Justin Townes Earle at Varsity Theater, 5/7/12
Varsity Theater, Minneapolis
Monday, May 7, 2012
There were a few times last night when all fell silent inside the Varsity Theater, save for Justin Townes Earle. He paced around the stage, wearing a pair of round eyeglasses and a gray suit with a kerchief tucked in the breast pocket, a black Martin guitar slung over his shoulder. It was during those few moments that the full power of Earle's music, stripped down to its barest components, was put on display: The percussive string snaps and furious finger picking; the raspy, ragged howls and the wounded, woozy cries.
It was then, too, that Earle gave a glimpse of just how vibrant, sorrowful, and downright beautiful country music can still be today.
Granted, "country music" should perhaps be used loosely in Earle's case; his songs cover a broad range, from honky tonk to blues to folk, and even some bare-bones R&B and rock 'n' roll. But as he pointed out himself at one point last night, the music that Hank Williams played was based on 12-bar blues -- and, more importantly, the spirit of Earle's music runs straight from Williams, and goes through Johnny Cash, John Prine, and yes, even Townes van Zandt and his own father, Steve Earle.
Like those other artists, Earle has had his own demons over the years, and from watching him perform his songs -- eyes closed, mouth twisted and spitting and jutting out with his slight overbite -- you get the distinct impression that those demons might overwhelm him if it weren't for the music. It even came out in his goofy, lighthearted stage banter:
When I first wrote this next song, the woman I was seeing at the time just said, "Who the fuck is Maria?" That's when I knew that relationship had, er, run its course... I tend to be slow on the uptake with that shit.
Funny, no doubt, and all the more so with his charming drawl and comedic timing, pausing between each sentence to tune his guitar. But Earle's irreverence couldn't entirely shield the tenderness of the song's lyrics, or his own awareness of his shortcomings.

Dataset excerpt |
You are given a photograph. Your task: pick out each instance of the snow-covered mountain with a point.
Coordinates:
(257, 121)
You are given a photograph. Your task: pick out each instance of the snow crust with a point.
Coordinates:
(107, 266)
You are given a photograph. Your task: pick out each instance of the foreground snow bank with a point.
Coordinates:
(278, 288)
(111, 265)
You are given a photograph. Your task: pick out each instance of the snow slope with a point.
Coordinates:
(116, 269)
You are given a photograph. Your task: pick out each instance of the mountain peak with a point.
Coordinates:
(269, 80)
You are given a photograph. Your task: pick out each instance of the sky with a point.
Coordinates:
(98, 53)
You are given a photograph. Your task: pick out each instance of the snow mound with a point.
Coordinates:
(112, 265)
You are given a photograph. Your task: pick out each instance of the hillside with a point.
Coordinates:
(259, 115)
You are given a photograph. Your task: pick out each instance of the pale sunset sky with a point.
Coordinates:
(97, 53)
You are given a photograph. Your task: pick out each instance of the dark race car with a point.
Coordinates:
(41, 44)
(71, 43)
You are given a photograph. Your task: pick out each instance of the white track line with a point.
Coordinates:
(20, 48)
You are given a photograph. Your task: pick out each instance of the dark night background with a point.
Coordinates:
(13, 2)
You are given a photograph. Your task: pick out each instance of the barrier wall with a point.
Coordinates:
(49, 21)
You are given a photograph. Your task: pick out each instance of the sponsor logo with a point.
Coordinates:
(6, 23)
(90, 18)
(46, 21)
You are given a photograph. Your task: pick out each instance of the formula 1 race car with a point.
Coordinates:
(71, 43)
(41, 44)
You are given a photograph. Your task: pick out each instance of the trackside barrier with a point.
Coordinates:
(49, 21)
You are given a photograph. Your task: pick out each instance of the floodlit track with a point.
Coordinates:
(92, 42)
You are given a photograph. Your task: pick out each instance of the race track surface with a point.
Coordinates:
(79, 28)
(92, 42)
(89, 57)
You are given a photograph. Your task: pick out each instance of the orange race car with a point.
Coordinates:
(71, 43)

EXERCISE TASKS |
A: Answer these questions about the concert review:
(i) What make of guitar did Earle have slung over his shoulder?
(ii) According to Earle, the music Hank Williams played was based on what?
(iii) What did Earle do between each sentence of his stage banter?
B: State how many lines of the listing contain the word "dark". Give only the number.
The concert review and the listing have no connection to each other.

SOLUTIONS |
A:
(i) A black Martin guitar.
(ii) 12-bar blues.
(iii) He tuned his guitar.

B: 2